### Provided records:
⁂

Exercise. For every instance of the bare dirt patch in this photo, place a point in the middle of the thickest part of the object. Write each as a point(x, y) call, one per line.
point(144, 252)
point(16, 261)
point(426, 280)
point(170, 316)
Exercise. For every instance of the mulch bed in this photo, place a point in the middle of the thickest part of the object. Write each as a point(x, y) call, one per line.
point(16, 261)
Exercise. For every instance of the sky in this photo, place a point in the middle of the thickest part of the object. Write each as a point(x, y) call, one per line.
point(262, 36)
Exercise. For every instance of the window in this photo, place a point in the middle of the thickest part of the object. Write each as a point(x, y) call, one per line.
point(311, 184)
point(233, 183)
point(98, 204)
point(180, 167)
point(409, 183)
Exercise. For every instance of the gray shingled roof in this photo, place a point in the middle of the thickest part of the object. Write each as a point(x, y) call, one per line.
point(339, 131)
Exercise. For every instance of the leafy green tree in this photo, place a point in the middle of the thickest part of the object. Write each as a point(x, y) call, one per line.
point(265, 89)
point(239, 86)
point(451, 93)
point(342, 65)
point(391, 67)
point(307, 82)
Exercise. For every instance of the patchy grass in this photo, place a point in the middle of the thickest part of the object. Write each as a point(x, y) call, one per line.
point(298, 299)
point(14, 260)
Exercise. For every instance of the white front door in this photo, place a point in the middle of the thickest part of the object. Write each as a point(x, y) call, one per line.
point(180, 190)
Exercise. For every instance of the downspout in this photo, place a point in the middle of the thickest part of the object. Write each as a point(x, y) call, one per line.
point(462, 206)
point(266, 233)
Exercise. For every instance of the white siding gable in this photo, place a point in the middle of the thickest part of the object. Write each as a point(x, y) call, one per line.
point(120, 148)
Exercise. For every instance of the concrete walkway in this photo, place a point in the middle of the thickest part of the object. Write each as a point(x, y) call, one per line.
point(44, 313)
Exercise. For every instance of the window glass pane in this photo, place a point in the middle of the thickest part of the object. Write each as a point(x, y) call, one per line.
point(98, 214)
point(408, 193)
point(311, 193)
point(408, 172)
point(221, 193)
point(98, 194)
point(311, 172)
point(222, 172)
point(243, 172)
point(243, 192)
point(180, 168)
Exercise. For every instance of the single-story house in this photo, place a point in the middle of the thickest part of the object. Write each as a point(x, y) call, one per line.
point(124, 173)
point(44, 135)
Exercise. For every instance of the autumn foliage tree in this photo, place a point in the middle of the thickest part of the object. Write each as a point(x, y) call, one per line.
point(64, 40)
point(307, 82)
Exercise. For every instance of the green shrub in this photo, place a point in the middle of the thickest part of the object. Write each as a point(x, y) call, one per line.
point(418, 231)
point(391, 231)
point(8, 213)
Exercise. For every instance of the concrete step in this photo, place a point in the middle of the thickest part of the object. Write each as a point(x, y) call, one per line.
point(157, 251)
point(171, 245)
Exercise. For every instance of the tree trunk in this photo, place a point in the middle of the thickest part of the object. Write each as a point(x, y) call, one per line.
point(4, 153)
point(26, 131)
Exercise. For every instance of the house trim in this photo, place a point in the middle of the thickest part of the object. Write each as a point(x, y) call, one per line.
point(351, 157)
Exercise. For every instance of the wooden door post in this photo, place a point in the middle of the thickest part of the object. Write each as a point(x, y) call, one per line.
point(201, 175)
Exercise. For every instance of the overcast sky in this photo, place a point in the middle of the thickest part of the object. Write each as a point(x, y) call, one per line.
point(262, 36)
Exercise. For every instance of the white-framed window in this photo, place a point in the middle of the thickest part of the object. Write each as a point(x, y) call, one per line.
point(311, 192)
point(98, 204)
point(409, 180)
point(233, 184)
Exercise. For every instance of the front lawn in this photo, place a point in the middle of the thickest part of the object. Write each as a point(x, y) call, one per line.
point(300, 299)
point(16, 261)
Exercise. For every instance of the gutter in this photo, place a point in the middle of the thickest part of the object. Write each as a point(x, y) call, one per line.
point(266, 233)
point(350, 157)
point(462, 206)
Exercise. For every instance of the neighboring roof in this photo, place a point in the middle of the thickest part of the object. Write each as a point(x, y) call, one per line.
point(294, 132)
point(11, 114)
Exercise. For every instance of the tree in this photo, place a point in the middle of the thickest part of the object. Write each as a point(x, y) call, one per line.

⁂

Could you output every record above exactly as written?

### Solution to the problem:
Exercise. For every instance of the bare dirt patch in this photo, place a point in the middle of the thickest part of the object. Write each as a point(x, y) call, one per line.
point(144, 252)
point(16, 261)
point(426, 280)
point(170, 316)
Exercise. For every instance of the mulch bed in this photo, place a point in the middle of the thickest part of the object. Write each as a point(x, y) call, one per line.
point(16, 261)
Exercise. For every instance of the sky in this photo, place a point in the middle of the thickest part of the object. Write each as a point(x, y) call, one per line.
point(262, 36)
Exercise. For every instance of the window in this photo, place a point in the middle of the thickest part of the object. Write each as a point(x, y) call, one per line.
point(311, 184)
point(233, 183)
point(98, 204)
point(180, 167)
point(409, 183)
Exercise. For every instance of the gray shingled roof in this photo, place a point in the middle of the thickest part of the object. Write each as a point(x, y) call, one per line.
point(339, 131)
Exercise. For every instance of the leafy green tree in this photo, place a point in the middle of the thickest part of the object. Write each as a point(x, y) call, one per line.
point(265, 89)
point(239, 86)
point(451, 93)
point(342, 65)
point(391, 67)
point(307, 82)
Exercise. For every instance of the patchy grass in this photo, place a point in the middle of the thickest part of the object. Write each as a point(x, y) call, one per line.
point(298, 299)
point(14, 260)
Exercise. For every instance of the white front door in this photo, place a point in the middle of the thickest part of the object. Write each as a point(x, y) call, one per line.
point(180, 190)
Exercise. For every instance of the downspout in this photo, place a point in the middle of the thickest part of the object. Write each as a point(x, y) call, one per line.
point(462, 206)
point(266, 233)
Exercise. For every instance of the white siding gable in this photo, place a point in the middle of the thickest part of the object. Write each as a point(x, y) call, one per line.
point(120, 148)
Exercise. For every instance of the concrete walkway in this photo, place a point in the middle of the thickest part of the object. Write each as a point(x, y) call, one per line.
point(44, 313)
Exercise. For every instance of the window glass pane in this photo, place a point in the middle of the thickest part of the object. Write each as a point(x, y) call, one per line.
point(98, 214)
point(408, 193)
point(311, 193)
point(408, 172)
point(221, 193)
point(98, 194)
point(311, 172)
point(222, 172)
point(243, 172)
point(243, 192)
point(180, 168)
Exercise. For every instance of the single-story house in this photo, place a point in the middle of the thickest part of the object. Write each as a point(x, y) call, one per line.
point(124, 173)
point(44, 135)
Exercise. For every instance of the autumn foliage tree in this photo, place a point in the middle of the thickest part of the object. Write each as a point(x, y) call, one per line.
point(64, 40)
point(307, 82)
Exercise. For every instance of the green shrub in this photo, place a point in the middle of the thickest part of the object. Write each as a point(x, y) call, one per line.
point(418, 231)
point(391, 231)
point(8, 213)
Exercise. For every instance of the concrete step in this photo, place a point in the middle of the thickest part of the object. Write each as a point(x, y) call, one per line.
point(157, 251)
point(171, 245)
Exercise. For every instance of the tree trunk in this photo, place a point in the middle of the thickest part of the object. Write each as a point(x, y) call, one per line.
point(4, 153)
point(26, 131)
Exercise. For every instance of the house trim in this photo, place a point in the middle of the thickest part of the object. Write each as a point(x, y) call, one per line.
point(351, 157)
Exercise. For every instance of the wooden door post in this photo, place a point in the middle of the thickest part of the object. Write each as a point(x, y) call, one per line.
point(201, 175)
Exercise. For every instance of the overcast sky in this photo, place a point in the middle of the thickest part of the object. Write each as a point(x, y) call, one per line.
point(262, 36)
Exercise. For every instance of the white-framed window in this photo, place a point in the middle of the thickest part of the object. Write each as a point(x, y) call, one per line.
point(311, 192)
point(98, 204)
point(409, 180)
point(233, 184)
Exercise. For every instance of the front lawn in this photo, place a point in the middle of the thickest part of the object. Write each as a point(x, y) call, one per line.
point(300, 299)
point(16, 261)
Exercise. For every instance of the gutter in this photo, place a point in the middle of the thickest part of the object. Write each as a point(x, y) call, one per line.
point(266, 233)
point(350, 157)
point(462, 206)
Exercise. For every instance of the neighboring roof in this photo, place a point in the middle of the thickest part of the object. Write each as a point(x, y) call, one per line.
point(294, 132)
point(11, 114)
Exercise. For every instance of the tree in this photo, place a point in the middle of the thickest part of the object. Write each as a point(x, y) call, one per line.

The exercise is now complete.